> _Data supplied_:
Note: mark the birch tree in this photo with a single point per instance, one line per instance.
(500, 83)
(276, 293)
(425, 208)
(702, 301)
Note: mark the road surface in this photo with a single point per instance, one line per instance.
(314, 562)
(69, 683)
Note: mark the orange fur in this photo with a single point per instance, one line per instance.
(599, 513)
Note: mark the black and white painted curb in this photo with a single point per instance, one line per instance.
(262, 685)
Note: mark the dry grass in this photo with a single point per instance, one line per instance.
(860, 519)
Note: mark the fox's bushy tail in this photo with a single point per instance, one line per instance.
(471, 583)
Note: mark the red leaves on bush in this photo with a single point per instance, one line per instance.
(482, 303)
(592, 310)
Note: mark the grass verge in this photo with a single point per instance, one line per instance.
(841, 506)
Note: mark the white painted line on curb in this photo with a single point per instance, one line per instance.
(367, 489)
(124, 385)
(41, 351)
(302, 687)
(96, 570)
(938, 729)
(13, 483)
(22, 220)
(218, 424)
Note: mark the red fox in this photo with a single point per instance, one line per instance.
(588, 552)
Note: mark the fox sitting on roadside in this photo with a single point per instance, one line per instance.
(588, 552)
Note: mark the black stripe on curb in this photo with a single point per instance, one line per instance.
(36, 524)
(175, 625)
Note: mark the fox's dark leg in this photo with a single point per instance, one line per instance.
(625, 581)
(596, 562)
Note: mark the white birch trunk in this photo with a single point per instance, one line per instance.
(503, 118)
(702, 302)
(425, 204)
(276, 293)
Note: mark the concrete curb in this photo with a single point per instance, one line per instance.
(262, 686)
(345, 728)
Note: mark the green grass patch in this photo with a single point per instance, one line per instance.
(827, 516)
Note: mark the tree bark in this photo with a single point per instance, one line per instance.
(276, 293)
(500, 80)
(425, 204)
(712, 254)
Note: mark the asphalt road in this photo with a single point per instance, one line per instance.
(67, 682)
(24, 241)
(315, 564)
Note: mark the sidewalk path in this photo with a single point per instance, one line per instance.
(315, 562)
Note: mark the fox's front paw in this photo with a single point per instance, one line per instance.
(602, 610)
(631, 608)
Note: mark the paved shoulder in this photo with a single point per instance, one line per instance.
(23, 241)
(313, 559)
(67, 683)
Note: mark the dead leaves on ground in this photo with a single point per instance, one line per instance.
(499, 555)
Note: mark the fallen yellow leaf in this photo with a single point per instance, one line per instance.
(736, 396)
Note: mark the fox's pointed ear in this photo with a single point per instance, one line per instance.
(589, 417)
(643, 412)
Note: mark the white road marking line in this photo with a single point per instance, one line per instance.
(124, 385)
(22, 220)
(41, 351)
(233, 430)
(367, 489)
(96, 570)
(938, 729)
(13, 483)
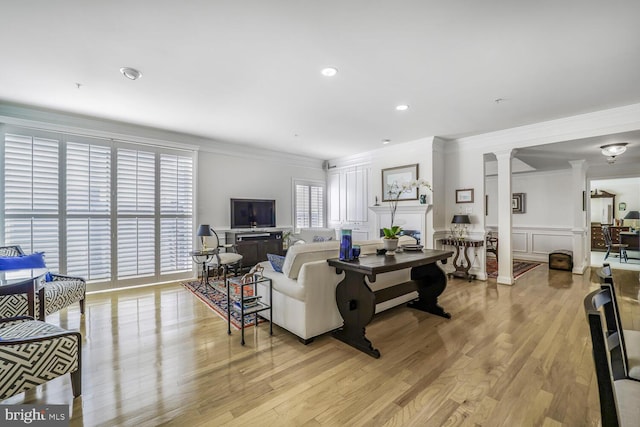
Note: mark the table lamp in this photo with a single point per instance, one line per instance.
(203, 231)
(633, 215)
(460, 223)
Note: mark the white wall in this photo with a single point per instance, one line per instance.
(627, 190)
(225, 176)
(546, 199)
(223, 170)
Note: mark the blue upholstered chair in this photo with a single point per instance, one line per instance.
(54, 295)
(34, 352)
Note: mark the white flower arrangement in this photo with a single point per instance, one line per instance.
(394, 195)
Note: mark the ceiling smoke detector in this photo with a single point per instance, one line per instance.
(610, 151)
(130, 73)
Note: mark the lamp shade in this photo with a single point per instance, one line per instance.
(203, 230)
(460, 219)
(632, 215)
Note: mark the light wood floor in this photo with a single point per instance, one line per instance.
(510, 356)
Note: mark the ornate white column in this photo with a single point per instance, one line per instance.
(580, 197)
(505, 266)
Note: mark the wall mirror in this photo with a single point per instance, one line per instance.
(602, 205)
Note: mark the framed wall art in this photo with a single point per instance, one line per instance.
(518, 203)
(392, 180)
(464, 196)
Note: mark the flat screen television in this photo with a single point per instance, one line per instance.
(251, 213)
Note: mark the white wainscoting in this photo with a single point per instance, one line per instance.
(534, 243)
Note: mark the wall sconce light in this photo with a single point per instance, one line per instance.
(613, 150)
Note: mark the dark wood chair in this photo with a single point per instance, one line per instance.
(629, 338)
(619, 394)
(492, 245)
(621, 248)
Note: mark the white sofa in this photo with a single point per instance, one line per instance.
(304, 294)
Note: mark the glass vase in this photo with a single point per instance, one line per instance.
(345, 245)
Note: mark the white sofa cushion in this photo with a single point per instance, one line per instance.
(281, 283)
(297, 255)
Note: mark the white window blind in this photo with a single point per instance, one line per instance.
(136, 209)
(309, 205)
(117, 214)
(89, 208)
(176, 210)
(31, 195)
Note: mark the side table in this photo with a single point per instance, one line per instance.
(203, 257)
(463, 246)
(245, 300)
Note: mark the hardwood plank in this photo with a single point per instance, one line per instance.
(510, 355)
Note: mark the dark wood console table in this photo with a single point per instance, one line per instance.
(633, 240)
(463, 246)
(357, 302)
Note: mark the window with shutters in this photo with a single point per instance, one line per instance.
(309, 205)
(114, 213)
(88, 201)
(31, 194)
(176, 211)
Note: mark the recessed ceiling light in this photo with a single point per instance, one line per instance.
(130, 73)
(329, 71)
(614, 149)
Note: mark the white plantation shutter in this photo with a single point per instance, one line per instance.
(136, 212)
(31, 195)
(309, 205)
(302, 207)
(115, 213)
(176, 210)
(88, 209)
(316, 209)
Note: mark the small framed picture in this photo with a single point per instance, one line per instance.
(517, 203)
(464, 195)
(394, 178)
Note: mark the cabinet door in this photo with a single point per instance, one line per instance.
(334, 198)
(357, 194)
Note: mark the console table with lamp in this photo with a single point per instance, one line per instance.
(632, 237)
(463, 246)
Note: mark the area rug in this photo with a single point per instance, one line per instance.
(215, 297)
(519, 267)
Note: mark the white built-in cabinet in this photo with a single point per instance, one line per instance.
(349, 199)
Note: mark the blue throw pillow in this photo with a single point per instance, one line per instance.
(276, 262)
(35, 260)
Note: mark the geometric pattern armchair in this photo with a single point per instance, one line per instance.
(34, 352)
(52, 296)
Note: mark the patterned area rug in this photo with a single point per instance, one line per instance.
(215, 297)
(519, 267)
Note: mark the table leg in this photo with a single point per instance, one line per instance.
(431, 283)
(356, 304)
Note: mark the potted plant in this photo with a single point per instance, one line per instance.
(391, 234)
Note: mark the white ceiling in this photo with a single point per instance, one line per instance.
(248, 72)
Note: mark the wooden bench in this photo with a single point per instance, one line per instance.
(619, 394)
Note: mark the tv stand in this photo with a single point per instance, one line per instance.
(255, 245)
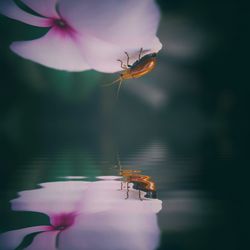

> _Exercise brief_: To answer, repeat exactly the lines from the line containing "Note: mark the geometric" through the last line of the data above, leaving out all pictures.

> _Response area_:
Note: mark the geometric pattern armchair in this photo with a single point per instance, one line per instance.
(34, 352)
(52, 296)
Note: mark the patterned area rug in this photo with a single point per instance, one line per instance.
(215, 297)
(519, 267)
Note: mark the table leg in this photo with a single point per instance, one line per instance.
(431, 283)
(356, 304)
Note: mark the potted plant in this photo with a single point per instance, one line per instance.
(391, 234)
Note: mark the white ceiling in this photo with a single point per instance, one line per instance.
(248, 72)
Note: mark the wooden bench in this photo with a single point per instance, one line per instance.
(619, 394)
Note: mark the tv stand in this photo with a single point per instance, one line per instance.
(255, 245)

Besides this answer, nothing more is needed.